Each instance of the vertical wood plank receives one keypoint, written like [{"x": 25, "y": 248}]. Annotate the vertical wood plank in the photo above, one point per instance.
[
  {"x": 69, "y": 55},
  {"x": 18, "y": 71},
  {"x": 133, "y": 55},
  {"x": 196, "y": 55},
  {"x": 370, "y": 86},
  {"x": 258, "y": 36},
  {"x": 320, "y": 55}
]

+===+

▸ Exercise details
Copy out the lines above word for word, with no changes.

▸ Output for this exercise
Each instance of the vertical wood plank receives one keypoint, written like [{"x": 25, "y": 248}]. Annotate the vertical wood plank in the photo above, one point per instance.
[
  {"x": 69, "y": 55},
  {"x": 18, "y": 71},
  {"x": 133, "y": 55},
  {"x": 196, "y": 55},
  {"x": 370, "y": 86},
  {"x": 258, "y": 36},
  {"x": 320, "y": 55}
]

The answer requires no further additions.